GIVEN TEXT:
##########
As classes resume with COVID raging, some Alabama schools go online, others require face masks

Published 9:06 pm Monday, January 3, 2022

With Alabama hospitals treating more COVID-19 patients daily and the positivity rate for coronavirus tests exceeding 35% statewide, some state school systems are returning to online learning or implementing mask restrictions to avoid classroom outbreaks.

In Sylacauga, students will attend classes remotely for three days when the new semester begins on Wednesday, Superintendent Michele Eller said in a statement. “Considering the surge right here in our community following the holiday gatherings, this is the reasonable course of action to protect our students and teachers from exposure,” she said.

Shelby County schools in metro Birmingham started the post-holiday grading period online Monday for its nearly 21,000 students as part of a plan implemented before the latest surge. The system did the same thing last year to allow for additional quarantine time for anyone who might have been exposed to the virus or gotten sick over the break.

Pike County’s public schools will hold classes in person but require masks for all workers and students through Jan. 28, officials said in an announcement on social media.

“Our focus will remain on keeping our students and employees safe. By implementing these steps, we hope to keep our schools open through this surge,” said the system, located in southeast Alabama.
##########
According to the news article, through what date must all workers and students in Pike County's public schools wear masks? The records that come next are separate material and have no connection to the news article.
##########
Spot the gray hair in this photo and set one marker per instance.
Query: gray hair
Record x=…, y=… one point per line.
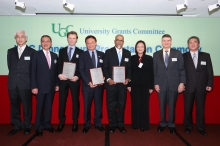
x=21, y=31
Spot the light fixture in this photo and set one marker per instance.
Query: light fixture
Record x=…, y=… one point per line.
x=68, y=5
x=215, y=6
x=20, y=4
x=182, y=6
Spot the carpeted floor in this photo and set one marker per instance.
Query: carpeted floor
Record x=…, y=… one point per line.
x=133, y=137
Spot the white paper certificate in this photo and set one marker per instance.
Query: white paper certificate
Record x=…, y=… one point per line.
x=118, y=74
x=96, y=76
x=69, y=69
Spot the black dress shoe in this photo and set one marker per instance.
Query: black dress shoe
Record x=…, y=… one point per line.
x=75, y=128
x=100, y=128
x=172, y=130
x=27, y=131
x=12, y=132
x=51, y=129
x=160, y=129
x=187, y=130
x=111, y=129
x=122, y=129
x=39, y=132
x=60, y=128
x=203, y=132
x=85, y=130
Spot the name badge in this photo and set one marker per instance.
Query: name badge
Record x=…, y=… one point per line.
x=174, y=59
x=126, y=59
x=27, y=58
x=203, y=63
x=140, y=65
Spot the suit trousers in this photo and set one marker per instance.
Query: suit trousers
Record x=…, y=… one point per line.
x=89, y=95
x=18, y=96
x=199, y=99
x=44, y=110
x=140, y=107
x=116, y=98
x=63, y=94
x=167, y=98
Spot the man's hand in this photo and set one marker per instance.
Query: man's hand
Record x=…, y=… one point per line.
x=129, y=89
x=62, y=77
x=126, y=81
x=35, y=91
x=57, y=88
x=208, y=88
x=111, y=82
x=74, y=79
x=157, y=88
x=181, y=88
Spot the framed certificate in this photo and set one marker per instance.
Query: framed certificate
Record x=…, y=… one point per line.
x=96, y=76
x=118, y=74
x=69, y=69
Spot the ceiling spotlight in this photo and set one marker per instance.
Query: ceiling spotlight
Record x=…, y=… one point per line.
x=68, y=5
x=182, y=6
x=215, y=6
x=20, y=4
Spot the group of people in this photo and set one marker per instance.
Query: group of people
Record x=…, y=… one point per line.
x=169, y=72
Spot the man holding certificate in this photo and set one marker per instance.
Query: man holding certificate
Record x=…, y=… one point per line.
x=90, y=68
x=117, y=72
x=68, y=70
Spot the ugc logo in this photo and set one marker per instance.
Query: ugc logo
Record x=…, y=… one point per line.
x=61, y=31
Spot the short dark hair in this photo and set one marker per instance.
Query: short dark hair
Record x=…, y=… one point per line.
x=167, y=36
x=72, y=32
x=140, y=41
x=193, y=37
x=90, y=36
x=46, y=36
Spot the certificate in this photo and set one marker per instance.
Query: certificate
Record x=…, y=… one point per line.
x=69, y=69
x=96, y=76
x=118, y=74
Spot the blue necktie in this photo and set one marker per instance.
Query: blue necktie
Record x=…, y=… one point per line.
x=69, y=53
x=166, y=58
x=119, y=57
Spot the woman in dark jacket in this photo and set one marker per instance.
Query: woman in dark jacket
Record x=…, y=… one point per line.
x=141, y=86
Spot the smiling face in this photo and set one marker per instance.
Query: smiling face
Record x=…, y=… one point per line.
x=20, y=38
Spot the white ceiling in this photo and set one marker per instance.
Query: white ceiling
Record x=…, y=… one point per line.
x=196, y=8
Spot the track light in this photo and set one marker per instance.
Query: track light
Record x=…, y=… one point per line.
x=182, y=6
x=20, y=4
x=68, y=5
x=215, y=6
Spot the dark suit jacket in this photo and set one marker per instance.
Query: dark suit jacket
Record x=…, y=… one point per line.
##########
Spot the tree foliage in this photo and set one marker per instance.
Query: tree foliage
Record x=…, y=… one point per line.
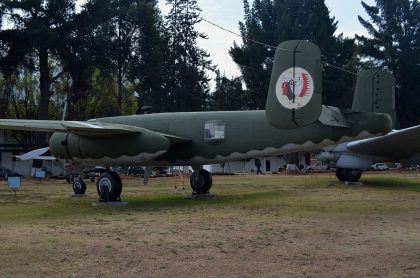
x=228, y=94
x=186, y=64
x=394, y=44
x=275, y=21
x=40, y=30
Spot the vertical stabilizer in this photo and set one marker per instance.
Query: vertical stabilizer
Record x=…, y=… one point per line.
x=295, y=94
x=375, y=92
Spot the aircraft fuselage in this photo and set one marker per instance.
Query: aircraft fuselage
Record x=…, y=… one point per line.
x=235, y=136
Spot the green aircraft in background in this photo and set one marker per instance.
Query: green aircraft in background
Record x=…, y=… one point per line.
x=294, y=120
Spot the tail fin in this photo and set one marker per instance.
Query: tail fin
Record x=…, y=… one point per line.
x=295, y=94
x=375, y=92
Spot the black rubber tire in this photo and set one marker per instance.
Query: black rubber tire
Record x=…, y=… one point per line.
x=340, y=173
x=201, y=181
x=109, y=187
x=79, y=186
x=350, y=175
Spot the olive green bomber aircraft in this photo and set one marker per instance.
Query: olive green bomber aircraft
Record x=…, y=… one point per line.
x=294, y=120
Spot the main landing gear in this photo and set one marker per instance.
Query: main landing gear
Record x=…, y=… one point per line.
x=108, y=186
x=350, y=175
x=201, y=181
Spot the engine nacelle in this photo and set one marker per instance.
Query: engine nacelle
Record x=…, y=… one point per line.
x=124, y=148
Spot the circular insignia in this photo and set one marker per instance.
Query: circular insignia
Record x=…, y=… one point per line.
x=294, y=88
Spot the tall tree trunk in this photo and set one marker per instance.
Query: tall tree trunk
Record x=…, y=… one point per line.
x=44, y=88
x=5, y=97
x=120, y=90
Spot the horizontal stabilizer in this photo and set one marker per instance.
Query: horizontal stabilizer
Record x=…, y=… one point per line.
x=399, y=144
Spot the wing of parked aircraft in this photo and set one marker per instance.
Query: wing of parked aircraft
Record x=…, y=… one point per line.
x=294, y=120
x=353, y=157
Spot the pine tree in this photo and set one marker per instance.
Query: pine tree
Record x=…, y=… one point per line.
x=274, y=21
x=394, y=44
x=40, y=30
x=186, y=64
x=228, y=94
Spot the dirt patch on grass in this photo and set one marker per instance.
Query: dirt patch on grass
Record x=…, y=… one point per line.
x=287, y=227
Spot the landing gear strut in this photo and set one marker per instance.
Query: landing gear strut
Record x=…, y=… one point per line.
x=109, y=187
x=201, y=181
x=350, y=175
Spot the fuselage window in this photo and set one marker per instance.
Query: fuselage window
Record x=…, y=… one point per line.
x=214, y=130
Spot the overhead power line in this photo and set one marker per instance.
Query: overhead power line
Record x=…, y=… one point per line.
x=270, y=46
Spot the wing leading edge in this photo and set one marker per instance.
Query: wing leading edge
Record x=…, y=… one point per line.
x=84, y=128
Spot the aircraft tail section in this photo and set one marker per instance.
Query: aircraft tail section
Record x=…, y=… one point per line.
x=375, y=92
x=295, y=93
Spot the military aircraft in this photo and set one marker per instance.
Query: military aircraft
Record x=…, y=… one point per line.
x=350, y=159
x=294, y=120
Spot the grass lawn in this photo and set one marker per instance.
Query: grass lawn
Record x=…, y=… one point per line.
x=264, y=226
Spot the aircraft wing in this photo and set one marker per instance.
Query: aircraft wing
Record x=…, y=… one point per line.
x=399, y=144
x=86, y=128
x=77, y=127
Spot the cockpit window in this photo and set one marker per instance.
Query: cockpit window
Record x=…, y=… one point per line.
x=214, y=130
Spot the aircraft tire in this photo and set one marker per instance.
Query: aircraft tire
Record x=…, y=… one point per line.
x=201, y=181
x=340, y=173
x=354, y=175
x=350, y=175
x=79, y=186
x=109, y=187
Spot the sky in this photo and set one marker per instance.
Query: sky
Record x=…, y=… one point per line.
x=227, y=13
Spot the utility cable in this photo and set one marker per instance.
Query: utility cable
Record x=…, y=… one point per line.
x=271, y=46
##########
SOLUTION: Through Jan. 28.